PASSAGE TO READ —

******

Baseten is an inference platform for deploying, serving, and scaling machine learning models in production. The company provides infrastructure that converts ML models into production-ready APIs with GPU-accelerated hardware, traffic-based autoscaling, and multi-cloud reliability. Baseten is headquartered in San Francisco, California, with a small office in Manhattan and remote employees across the United States.
Founded in 2019 by Tuhin Srivastava, Amir Haghighat, Philip Howes, and Pankaj Gupta, Baseten has raised $585 million in venture capital funding across five rounds and reached a $5 billion valuation with its January 2026 Series E round. The platform serves customers including Cursor, Notion, Quora, Patreon, and Clay, and experienced 100x growth in inference volume during 2025. As of February 2026, the company employed approximately 200 people, and all four original co-founders remained with the company.
Baseten was founded in September 2019 by four co-founders who had worked together at Gumroad, an online marketplace for creators. Tuhin Srivastava (CEO) and Philip Howes (Chief Scientist) grew up together in Australia. They met Amir Haghighat (CTO) around 2012, when all three were among the first employees at Gumroad. At Gumroad, Haghighat served as head of engineering while Srivastava and Howes worked as data scientists who needed to build full-stack applications to use machine learning for fraud detection and content moderation. That experience forced them to learn web development, Kubernetes, and Docker on top of their ML work, a process they found unnecessarily difficult.

******

PROVIDED MATERIAL —
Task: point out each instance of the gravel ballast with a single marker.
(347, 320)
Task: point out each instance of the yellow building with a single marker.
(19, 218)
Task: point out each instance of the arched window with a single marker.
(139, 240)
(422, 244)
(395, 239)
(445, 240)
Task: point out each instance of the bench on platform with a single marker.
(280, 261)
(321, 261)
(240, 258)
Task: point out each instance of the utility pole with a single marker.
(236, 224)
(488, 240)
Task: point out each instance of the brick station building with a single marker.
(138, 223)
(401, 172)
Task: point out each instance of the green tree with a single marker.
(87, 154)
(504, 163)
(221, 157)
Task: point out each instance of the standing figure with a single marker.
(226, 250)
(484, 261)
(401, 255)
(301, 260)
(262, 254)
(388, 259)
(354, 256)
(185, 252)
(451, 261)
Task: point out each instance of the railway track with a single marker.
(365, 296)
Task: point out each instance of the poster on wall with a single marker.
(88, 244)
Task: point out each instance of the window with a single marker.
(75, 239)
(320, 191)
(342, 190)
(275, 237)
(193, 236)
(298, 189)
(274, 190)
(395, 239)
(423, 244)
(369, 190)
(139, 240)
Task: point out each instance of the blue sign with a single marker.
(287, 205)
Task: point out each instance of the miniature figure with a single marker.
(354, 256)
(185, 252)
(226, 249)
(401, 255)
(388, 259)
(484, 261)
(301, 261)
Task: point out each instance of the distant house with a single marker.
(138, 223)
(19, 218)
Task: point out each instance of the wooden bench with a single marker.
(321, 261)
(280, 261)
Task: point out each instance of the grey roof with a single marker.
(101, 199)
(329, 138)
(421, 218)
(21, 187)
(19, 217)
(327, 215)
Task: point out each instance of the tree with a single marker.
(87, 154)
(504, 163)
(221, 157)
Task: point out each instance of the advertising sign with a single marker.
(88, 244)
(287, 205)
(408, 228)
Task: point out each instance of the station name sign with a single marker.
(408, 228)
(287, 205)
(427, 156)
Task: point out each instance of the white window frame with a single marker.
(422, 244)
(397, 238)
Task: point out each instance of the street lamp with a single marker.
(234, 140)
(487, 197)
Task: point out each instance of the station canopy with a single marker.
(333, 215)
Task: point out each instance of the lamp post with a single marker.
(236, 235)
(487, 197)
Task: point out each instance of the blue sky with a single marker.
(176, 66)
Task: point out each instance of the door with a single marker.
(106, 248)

******

WHAT THIS EXERCISE ASKS —
- a) In the Baseten text, update the stretch from "Baseten was founded" through "found unnecessarily difficult." by replacing "Gumroad" with "the creator marketplace".
- b) Please say whether each statement agrees with the Baseten text, and quote the deciding words: (i) Baseten was founded in 2019; (ii) Tuhin Srivastava and Philip Howes grew up together in Canada; (iii) Amir Haghighat was head of engineering at Gumroad.
- c) According to the Baseten text, what did Srivastava and Howes use machine learning for at Gumroad?
The rows were drawn from a different source than the Baseten text.

RESULTS OF THE EXERCISE —
- a)
Baseten was founded in September 2019 by four co-founders who had worked together at the creator marketplace, an online marketplace for creators. Tuhin Srivastava (CEO) and Philip Howes (Chief Scientist) grew up together in Australia. They met Amir Haghighat (CTO) around 2012, when all three were among the first employees at the creator marketplace. At the creator marketplace, Haghighat served as head of engineering while Srivastava and Howes worked as data scientists who needed to build full-stack applications to use machine learning for fraud detection and content moderation. That experience forced them to learn web development, Kubernetes, and Docker on top of their ML work, a process they found unnecessarily difficult.

- b)
(i) Yes: "Baseten was founded in September 2019"
(ii) No: "grew up together in Australia"
(iii) Yes: "Haghighat served as head of engineering"

- c) Fraud detection and content moderation.